→ **WORK ITEM**: Write out nothing except the lines running from the one containing "Expected: one point per instance of the yellow" to the last line of the data, exactly as they stand.

[Stored data entries]
+++++

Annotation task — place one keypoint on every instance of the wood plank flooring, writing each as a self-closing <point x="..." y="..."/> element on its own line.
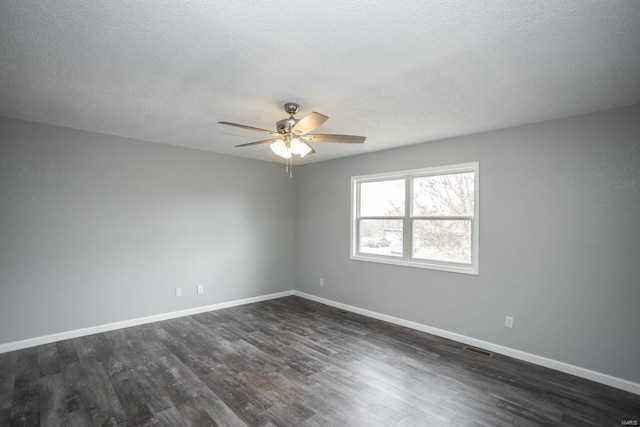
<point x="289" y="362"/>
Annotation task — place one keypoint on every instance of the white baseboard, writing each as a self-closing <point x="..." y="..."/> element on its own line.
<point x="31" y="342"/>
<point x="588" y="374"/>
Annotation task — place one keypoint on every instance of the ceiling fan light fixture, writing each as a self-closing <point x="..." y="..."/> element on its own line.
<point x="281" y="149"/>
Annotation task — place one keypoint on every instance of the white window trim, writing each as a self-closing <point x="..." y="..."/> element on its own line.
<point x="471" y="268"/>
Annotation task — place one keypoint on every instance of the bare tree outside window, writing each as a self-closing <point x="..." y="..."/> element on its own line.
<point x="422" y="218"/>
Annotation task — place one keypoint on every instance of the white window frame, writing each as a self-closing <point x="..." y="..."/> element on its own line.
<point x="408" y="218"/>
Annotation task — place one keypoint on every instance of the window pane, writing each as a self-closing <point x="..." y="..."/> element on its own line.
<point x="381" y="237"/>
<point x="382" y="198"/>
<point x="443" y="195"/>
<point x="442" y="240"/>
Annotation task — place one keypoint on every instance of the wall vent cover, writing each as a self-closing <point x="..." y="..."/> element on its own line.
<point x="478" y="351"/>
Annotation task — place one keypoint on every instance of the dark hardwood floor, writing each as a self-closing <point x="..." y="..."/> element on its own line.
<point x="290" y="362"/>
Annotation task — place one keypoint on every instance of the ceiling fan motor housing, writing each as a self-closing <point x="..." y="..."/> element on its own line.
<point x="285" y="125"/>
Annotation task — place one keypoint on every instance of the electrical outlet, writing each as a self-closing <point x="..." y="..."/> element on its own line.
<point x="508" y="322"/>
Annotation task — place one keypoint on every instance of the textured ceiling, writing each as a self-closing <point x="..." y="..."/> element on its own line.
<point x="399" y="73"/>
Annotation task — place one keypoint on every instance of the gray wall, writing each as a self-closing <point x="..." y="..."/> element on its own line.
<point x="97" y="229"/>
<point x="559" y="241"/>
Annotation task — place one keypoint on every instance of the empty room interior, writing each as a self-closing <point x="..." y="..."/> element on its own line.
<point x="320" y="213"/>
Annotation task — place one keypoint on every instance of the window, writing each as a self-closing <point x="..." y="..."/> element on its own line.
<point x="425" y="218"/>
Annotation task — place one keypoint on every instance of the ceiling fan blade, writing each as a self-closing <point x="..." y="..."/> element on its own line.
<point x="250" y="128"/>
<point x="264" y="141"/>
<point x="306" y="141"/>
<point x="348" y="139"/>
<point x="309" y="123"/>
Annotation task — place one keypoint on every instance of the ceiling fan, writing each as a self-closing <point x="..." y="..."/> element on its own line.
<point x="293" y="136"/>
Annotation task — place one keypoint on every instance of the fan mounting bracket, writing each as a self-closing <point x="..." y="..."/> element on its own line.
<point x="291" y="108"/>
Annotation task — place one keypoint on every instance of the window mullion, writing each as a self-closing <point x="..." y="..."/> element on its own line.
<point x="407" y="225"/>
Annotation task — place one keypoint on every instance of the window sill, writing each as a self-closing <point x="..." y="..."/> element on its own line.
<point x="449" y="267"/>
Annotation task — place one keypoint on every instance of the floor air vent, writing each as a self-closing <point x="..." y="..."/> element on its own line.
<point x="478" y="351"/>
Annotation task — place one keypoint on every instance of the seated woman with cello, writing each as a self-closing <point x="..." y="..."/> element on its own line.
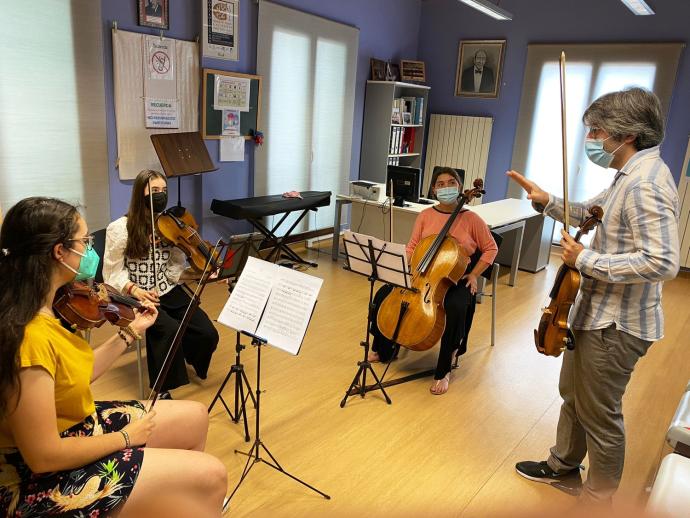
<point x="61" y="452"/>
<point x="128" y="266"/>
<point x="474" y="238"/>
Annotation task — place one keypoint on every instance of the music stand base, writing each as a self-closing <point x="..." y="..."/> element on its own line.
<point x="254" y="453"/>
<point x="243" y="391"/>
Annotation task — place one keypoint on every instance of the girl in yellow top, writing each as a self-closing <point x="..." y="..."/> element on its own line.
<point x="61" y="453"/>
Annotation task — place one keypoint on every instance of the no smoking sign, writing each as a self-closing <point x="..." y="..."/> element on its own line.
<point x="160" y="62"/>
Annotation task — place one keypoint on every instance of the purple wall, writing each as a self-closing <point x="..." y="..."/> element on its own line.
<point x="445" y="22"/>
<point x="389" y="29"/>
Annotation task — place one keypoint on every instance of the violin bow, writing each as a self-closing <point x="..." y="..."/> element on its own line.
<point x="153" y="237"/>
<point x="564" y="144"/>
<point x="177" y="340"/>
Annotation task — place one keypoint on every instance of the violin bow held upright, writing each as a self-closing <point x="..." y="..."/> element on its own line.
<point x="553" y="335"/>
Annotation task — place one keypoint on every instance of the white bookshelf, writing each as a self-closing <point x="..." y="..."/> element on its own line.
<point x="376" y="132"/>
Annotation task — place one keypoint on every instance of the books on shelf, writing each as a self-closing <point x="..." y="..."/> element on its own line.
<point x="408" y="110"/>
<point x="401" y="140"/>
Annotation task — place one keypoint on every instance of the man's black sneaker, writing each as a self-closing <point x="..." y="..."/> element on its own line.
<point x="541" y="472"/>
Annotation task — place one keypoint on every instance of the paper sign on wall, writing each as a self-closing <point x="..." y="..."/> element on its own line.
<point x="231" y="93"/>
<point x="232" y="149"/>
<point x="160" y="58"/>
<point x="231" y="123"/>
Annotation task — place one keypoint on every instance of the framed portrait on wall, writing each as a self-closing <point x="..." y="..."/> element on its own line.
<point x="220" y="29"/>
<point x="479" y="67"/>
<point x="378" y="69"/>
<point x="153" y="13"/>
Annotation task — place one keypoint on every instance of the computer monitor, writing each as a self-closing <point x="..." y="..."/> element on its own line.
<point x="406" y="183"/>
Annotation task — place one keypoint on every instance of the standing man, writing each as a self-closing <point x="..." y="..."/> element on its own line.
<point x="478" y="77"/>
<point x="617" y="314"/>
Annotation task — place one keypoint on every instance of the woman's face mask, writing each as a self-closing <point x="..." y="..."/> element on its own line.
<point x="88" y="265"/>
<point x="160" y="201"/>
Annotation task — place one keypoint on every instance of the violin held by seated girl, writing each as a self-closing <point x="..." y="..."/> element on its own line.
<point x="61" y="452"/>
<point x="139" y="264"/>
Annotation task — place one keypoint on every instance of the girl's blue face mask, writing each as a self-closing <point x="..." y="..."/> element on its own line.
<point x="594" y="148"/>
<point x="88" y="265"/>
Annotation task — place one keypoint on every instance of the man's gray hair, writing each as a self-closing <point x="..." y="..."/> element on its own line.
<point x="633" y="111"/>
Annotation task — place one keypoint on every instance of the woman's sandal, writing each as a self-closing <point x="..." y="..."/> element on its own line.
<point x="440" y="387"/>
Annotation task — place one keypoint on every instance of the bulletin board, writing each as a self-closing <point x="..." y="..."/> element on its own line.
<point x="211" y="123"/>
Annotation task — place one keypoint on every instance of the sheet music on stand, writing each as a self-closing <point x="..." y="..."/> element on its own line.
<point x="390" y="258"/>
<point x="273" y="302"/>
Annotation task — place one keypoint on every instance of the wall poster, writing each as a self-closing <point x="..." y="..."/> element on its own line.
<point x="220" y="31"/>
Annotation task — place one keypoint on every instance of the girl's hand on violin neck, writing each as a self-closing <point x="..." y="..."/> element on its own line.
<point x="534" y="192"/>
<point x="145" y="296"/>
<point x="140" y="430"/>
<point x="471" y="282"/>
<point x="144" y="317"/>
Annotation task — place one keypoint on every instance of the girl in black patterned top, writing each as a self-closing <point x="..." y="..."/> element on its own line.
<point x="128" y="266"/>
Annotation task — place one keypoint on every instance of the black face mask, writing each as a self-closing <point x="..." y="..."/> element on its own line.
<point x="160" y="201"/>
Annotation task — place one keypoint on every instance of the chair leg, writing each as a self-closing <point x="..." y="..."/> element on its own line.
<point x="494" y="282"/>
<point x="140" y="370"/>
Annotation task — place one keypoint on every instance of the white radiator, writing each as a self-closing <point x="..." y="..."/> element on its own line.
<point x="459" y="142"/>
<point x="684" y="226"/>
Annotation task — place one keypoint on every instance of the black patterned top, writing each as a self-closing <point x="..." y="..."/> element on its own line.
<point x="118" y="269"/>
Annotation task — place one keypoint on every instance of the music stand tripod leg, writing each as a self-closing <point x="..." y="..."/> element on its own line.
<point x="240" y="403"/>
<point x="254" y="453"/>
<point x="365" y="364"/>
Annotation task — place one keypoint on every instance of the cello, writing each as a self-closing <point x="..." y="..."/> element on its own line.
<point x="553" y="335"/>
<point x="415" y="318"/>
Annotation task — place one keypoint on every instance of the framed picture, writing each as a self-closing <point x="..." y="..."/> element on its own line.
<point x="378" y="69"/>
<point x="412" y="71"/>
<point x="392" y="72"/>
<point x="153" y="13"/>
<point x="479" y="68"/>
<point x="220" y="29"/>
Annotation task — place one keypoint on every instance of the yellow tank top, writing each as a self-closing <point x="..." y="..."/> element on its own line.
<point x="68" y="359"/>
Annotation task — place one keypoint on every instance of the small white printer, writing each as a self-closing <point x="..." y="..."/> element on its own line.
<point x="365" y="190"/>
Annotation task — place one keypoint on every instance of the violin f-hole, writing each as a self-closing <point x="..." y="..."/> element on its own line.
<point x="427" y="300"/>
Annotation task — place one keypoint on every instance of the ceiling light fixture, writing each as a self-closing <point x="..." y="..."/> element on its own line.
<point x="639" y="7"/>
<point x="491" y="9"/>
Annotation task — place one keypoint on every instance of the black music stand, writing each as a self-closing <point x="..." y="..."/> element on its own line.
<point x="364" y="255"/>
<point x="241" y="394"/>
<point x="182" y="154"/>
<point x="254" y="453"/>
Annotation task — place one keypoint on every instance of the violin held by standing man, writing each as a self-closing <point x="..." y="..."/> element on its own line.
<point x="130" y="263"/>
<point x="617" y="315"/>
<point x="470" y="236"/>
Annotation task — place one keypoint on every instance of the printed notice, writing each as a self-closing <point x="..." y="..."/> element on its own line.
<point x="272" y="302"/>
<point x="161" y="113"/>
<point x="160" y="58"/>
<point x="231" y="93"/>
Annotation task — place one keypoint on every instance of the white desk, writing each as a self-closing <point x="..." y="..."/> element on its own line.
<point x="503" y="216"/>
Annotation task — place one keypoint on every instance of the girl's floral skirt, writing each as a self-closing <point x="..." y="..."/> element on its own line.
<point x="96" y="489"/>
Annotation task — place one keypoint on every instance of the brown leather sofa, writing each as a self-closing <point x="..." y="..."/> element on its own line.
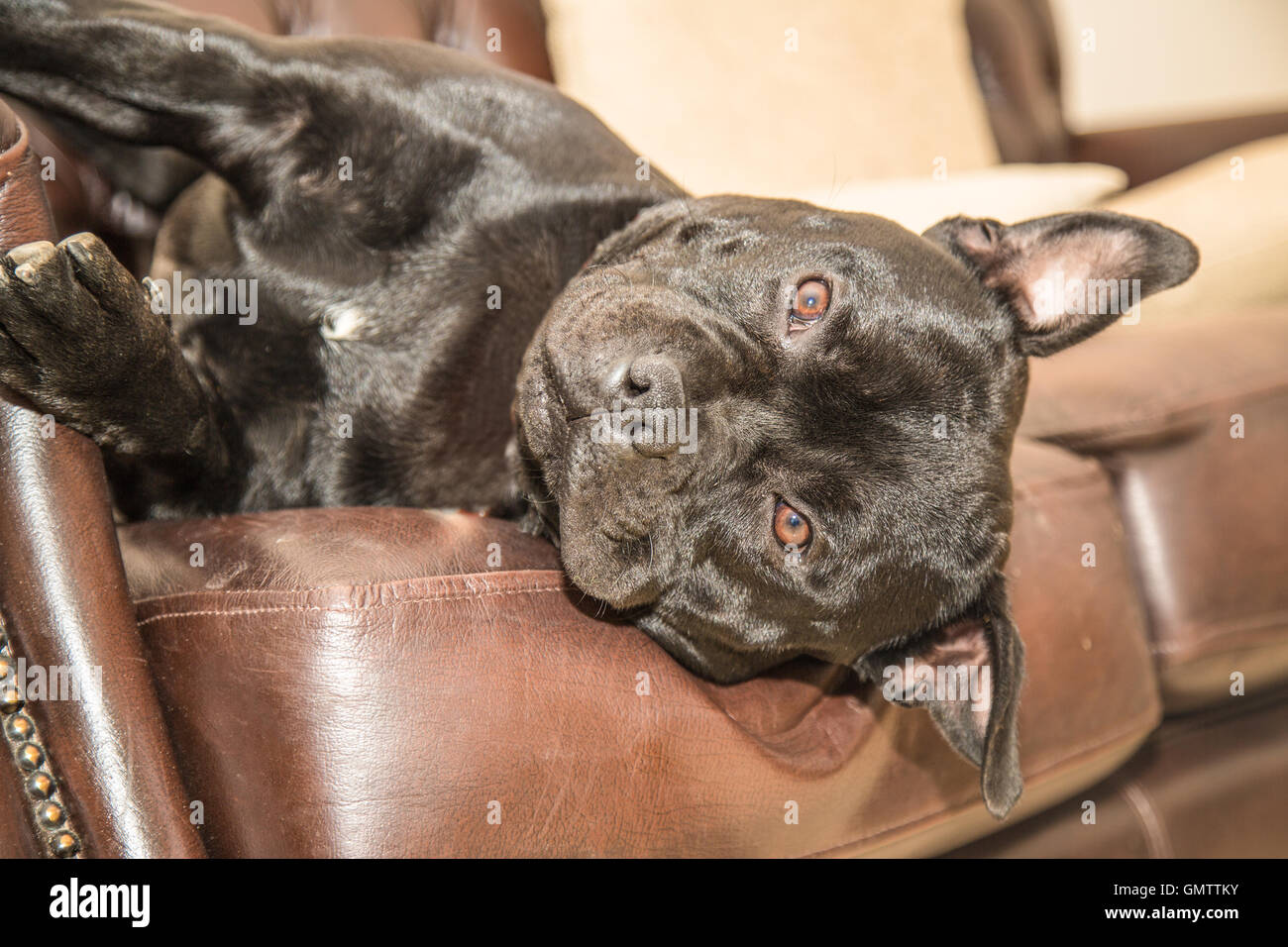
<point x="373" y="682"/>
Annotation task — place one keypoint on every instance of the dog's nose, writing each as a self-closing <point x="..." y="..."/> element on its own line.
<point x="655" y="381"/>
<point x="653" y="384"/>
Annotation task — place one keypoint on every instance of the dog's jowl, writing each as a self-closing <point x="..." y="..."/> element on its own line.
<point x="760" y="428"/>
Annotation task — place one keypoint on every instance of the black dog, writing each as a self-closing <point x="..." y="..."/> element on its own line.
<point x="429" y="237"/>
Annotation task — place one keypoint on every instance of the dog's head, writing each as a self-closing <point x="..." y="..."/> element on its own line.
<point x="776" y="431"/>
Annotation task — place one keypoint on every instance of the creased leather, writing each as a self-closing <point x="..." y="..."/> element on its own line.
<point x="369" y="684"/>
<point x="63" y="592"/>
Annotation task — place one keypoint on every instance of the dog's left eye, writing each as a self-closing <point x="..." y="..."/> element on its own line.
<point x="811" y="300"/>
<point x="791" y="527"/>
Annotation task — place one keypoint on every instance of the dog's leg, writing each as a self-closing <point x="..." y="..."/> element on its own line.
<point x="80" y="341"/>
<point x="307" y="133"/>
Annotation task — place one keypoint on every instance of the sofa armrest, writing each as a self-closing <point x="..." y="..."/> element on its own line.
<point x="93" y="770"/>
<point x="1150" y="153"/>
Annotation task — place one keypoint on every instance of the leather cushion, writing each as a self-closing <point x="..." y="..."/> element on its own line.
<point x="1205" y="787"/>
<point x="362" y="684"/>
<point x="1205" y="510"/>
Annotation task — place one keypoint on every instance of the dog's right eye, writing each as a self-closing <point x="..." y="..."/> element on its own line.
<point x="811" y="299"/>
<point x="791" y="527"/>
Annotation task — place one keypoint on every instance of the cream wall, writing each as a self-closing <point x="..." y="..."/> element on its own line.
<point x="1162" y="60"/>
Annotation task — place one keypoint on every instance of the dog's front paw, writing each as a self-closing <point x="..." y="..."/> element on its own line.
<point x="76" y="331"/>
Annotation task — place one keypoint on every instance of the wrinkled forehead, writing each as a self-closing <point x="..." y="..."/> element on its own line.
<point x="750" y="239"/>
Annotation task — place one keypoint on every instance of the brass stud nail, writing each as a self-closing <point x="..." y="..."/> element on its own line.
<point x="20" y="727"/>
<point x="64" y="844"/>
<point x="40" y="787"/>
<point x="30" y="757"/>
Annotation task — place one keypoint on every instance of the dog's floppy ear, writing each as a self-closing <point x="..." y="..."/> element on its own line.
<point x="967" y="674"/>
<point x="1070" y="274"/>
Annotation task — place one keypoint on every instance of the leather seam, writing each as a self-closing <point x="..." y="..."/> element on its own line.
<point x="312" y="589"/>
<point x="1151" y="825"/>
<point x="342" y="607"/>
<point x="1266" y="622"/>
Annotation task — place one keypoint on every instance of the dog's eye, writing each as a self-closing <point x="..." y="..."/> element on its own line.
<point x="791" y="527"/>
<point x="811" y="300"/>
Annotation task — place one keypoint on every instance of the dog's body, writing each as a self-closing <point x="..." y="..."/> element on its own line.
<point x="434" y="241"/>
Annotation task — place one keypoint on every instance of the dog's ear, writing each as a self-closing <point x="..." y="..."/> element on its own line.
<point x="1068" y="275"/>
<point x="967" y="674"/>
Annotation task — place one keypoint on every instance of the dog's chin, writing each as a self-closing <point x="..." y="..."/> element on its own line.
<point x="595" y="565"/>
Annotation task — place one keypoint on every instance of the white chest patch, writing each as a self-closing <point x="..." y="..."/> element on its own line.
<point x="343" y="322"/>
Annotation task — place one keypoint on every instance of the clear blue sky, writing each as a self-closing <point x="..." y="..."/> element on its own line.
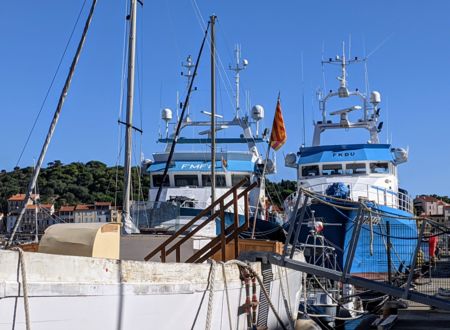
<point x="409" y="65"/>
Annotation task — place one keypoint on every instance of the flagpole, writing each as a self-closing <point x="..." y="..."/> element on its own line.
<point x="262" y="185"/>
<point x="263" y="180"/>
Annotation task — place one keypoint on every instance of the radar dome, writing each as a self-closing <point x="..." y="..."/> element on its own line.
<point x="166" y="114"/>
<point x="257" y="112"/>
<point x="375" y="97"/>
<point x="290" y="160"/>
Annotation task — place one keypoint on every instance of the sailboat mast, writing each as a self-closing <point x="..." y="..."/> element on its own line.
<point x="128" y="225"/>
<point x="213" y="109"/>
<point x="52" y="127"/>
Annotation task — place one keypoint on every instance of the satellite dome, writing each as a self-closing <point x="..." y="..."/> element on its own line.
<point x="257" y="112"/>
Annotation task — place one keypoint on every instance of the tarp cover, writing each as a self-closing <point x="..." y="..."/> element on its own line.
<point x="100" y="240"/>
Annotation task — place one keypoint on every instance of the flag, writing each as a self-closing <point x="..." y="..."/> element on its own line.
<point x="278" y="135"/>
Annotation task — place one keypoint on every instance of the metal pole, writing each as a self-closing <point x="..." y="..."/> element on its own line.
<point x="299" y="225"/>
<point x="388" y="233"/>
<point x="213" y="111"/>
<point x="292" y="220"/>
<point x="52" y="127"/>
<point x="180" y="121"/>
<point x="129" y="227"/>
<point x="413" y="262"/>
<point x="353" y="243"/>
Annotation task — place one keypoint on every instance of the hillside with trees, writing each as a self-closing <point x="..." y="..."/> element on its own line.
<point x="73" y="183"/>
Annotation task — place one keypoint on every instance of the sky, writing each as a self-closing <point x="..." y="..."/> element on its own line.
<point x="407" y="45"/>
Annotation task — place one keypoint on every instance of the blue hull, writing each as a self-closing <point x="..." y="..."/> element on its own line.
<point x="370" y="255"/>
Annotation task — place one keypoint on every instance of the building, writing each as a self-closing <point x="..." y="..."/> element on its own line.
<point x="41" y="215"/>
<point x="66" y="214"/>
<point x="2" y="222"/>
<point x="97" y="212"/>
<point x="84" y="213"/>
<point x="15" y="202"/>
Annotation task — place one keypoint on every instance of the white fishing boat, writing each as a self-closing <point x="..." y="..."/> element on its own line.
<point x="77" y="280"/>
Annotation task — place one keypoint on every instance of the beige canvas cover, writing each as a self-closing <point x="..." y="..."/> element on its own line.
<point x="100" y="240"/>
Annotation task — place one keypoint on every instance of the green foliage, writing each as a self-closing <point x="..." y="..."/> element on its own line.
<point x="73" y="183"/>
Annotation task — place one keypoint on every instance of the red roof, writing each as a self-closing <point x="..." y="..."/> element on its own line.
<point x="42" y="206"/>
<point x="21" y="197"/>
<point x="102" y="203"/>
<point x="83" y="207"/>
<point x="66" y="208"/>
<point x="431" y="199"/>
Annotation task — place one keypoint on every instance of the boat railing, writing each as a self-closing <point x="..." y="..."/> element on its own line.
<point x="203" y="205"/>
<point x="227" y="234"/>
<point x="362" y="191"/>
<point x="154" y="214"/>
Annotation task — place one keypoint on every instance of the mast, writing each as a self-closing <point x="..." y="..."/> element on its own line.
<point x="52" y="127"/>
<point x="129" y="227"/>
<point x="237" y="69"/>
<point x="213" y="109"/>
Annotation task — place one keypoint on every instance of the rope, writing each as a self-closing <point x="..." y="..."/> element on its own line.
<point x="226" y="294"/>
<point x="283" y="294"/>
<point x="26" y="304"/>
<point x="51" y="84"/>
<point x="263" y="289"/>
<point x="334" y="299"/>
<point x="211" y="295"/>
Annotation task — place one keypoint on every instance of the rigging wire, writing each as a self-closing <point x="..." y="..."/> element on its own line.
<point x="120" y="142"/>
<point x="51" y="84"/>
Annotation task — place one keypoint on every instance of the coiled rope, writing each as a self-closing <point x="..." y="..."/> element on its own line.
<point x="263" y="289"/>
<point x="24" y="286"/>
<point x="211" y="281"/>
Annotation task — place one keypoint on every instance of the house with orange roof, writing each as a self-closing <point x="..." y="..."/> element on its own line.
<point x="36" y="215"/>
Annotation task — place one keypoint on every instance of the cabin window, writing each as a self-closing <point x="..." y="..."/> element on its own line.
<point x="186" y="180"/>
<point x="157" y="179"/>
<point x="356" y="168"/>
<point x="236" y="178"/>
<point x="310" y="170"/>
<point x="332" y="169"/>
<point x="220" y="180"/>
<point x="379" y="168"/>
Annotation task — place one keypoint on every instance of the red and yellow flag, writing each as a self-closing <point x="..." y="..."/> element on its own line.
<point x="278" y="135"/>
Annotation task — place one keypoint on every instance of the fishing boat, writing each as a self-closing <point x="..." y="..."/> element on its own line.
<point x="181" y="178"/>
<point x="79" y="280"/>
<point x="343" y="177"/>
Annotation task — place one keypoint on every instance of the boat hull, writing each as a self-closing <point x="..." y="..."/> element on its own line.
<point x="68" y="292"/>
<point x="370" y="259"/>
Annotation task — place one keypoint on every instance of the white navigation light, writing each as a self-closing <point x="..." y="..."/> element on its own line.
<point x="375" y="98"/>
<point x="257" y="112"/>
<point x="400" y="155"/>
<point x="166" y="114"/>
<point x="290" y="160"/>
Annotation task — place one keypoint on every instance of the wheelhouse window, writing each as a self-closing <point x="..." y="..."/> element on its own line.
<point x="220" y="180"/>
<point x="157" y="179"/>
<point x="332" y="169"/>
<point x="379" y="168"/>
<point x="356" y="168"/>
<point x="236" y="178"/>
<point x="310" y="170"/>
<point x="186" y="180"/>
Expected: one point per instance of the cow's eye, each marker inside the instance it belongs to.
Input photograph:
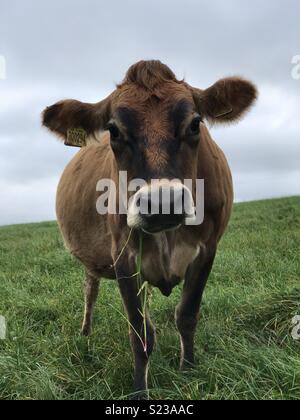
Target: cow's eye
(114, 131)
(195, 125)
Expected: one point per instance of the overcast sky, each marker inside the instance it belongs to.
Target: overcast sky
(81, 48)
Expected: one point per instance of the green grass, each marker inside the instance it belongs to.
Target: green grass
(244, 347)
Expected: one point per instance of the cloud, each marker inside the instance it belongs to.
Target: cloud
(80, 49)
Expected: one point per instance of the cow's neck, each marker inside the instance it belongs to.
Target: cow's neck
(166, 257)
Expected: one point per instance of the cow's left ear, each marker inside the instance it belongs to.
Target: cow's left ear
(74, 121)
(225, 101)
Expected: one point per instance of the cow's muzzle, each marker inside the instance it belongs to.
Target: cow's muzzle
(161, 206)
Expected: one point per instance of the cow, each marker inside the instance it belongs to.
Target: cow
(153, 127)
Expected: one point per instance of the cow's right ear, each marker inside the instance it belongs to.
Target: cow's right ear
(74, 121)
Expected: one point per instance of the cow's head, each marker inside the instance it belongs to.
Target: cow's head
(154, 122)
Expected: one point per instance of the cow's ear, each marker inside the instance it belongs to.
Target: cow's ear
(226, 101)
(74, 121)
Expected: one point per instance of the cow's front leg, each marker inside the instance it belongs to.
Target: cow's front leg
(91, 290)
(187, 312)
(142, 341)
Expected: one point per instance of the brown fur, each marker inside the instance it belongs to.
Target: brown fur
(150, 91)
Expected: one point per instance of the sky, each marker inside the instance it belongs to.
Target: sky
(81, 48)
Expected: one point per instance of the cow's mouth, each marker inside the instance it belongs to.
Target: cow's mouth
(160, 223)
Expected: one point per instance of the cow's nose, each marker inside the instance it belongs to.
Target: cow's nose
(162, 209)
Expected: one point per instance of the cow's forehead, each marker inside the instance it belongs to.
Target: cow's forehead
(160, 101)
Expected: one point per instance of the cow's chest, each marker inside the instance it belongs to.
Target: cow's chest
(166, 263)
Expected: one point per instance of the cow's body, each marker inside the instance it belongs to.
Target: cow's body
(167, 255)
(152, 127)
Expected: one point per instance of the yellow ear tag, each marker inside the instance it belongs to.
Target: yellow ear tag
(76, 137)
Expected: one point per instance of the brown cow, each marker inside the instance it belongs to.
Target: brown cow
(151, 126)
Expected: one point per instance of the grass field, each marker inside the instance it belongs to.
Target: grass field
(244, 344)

+++++

→ **EXERCISE ANSWER**:
Expected: one point per instance of the yellow ear tag, each marker inside the instance it belongs to.
Target: yellow ear tag
(76, 137)
Expected: one point per instance of the brown cow, each marker inside the instance it belongs to.
Target: brown cow
(151, 126)
Expected: one point per instance of the grass field, each marker inside the instance it belongs to.
Target: grass field
(244, 344)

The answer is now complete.